DLBCL represents about 30% of non-Hodgkin lymphomas and is associated with a poor prognosis. JCAR017 (Juno Therapeutics) is a defined composition, CD19-directed 4-1BB chimeric antigen receptor (CAR) T-cell product that received FDA breakthrough designation for aggressive large B-cell non-Hodgkin lymphoma in 2016.
The trial included 67 patients, 75% of whom had de novo DLBCL and 25% with transformed follicular lymphoma. Nearly a quarter of patients had double- or triple-hit lymphoma.
The cohort had a median of three prior lines of therapy, 66% were chemotherapy refractory, 50% had never achieved complete response to prior therapies, and 42% had failed prior stem cell transplant.
Researchers reported an ORR of 75%. Rate of response was 49% at 3 months and 40% at 6 months.

#### Natural-language region descriptions
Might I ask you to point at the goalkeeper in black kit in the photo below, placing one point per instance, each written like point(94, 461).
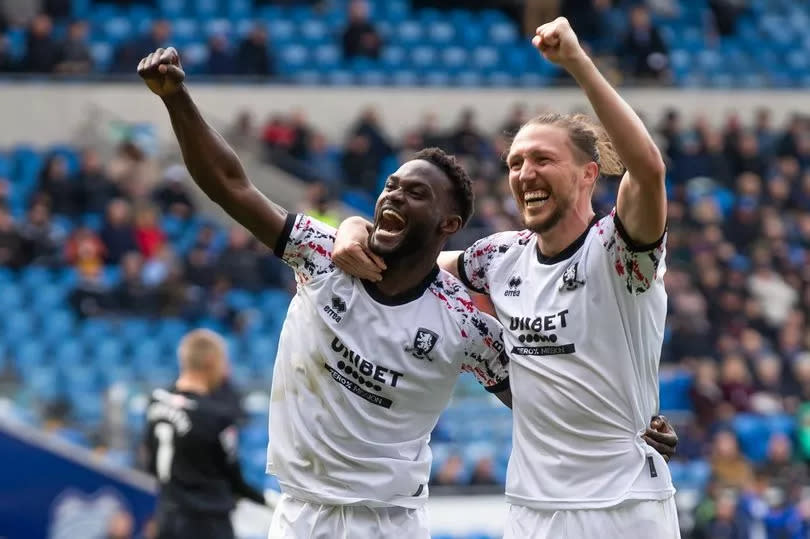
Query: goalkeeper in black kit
point(191, 446)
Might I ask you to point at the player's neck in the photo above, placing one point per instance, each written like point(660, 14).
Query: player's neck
point(405, 273)
point(553, 242)
point(191, 384)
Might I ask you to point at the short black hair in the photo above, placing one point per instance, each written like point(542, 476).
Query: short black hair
point(462, 185)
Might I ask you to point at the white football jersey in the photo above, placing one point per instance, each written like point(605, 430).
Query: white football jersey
point(584, 331)
point(360, 379)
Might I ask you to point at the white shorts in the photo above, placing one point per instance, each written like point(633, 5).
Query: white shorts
point(297, 519)
point(630, 520)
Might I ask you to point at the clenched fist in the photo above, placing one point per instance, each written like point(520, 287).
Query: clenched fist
point(558, 43)
point(162, 72)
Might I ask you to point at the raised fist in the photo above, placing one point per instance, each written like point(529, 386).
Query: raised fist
point(162, 72)
point(558, 43)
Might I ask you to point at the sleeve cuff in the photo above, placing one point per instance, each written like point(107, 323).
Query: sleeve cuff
point(503, 385)
point(633, 245)
point(284, 237)
point(462, 274)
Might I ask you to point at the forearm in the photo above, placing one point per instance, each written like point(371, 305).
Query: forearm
point(210, 160)
point(627, 132)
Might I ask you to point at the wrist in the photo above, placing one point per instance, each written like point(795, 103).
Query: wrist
point(178, 95)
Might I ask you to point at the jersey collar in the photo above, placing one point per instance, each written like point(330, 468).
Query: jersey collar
point(569, 251)
point(405, 297)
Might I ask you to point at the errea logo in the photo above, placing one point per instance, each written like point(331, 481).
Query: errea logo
point(513, 286)
point(336, 309)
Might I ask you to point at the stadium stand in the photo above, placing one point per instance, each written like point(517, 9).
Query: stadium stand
point(81, 236)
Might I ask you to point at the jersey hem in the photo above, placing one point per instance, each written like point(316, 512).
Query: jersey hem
point(462, 274)
point(284, 237)
point(408, 502)
point(556, 505)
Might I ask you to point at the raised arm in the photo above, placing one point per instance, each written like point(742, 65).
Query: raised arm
point(642, 202)
point(353, 255)
point(210, 160)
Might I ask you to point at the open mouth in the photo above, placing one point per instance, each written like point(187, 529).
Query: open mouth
point(391, 222)
point(535, 199)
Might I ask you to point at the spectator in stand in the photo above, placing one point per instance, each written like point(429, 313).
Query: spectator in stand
point(239, 261)
point(40, 238)
point(118, 233)
point(130, 53)
point(735, 381)
point(42, 52)
point(75, 55)
point(132, 296)
point(11, 245)
point(254, 56)
point(134, 172)
point(359, 165)
point(55, 182)
point(95, 189)
point(148, 235)
point(85, 251)
point(91, 296)
point(220, 58)
point(360, 38)
point(172, 197)
point(729, 466)
point(784, 472)
point(643, 51)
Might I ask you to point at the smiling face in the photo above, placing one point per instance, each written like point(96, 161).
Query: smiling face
point(414, 211)
point(547, 176)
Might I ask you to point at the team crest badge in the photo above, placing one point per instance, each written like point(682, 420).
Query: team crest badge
point(571, 280)
point(424, 343)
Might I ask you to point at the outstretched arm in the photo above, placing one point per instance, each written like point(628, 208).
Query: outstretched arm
point(642, 202)
point(211, 162)
point(352, 255)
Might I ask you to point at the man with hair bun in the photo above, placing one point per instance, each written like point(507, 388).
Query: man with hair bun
point(583, 304)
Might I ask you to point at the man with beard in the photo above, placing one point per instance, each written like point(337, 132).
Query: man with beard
point(582, 299)
point(363, 369)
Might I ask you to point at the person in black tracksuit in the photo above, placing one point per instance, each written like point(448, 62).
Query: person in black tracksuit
point(191, 446)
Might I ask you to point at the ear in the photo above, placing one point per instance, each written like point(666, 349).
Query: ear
point(591, 174)
point(451, 225)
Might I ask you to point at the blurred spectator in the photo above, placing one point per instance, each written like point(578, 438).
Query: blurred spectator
point(172, 197)
point(132, 296)
point(40, 237)
point(254, 56)
point(130, 53)
point(85, 251)
point(784, 472)
point(359, 165)
point(735, 381)
point(42, 52)
point(220, 59)
point(55, 182)
point(239, 262)
point(11, 246)
point(75, 55)
point(729, 466)
point(360, 37)
point(91, 296)
point(643, 51)
point(118, 233)
point(134, 172)
point(148, 235)
point(95, 189)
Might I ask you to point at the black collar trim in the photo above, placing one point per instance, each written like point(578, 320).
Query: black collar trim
point(405, 297)
point(569, 251)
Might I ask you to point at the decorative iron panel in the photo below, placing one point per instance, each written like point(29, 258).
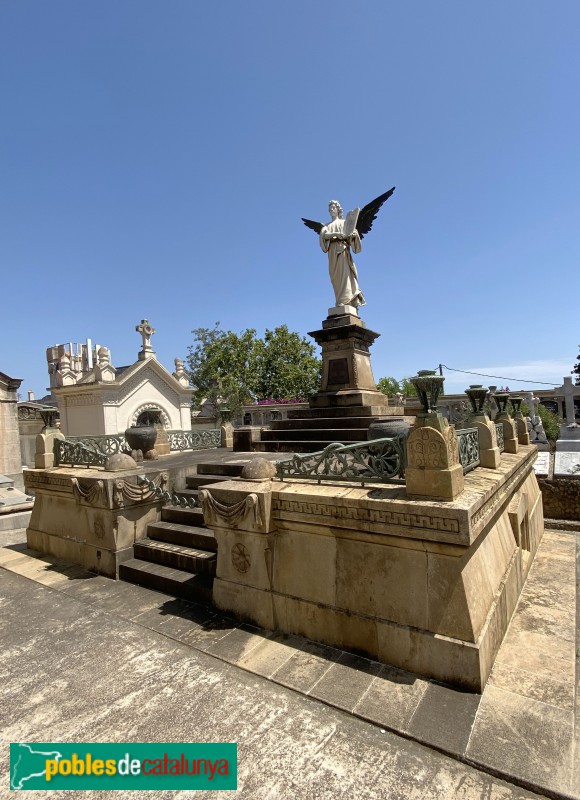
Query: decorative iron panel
point(108, 445)
point(77, 454)
point(173, 498)
point(194, 440)
point(375, 461)
point(500, 439)
point(468, 445)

#### Task 1
Translate this sentence from the JCAR017 trial summary into Spanish: "Nearly a quarter of patients had double- or triple-hit lymphoma."
#### Task 2
Answer these questions using the JCAR017 trial summary:
(a) How many patients did the trial include?
(b) What percentage of the cohort was chemotherapy refractory?
(c) What was the rate of response at 6 months?

#### Expected answer 1
Casi una cuarta parte de los pacientes tenía linfoma de doble o triple impacto.

#### Expected answer 2
(a) 67 patients
(b) 66%
(c) 40%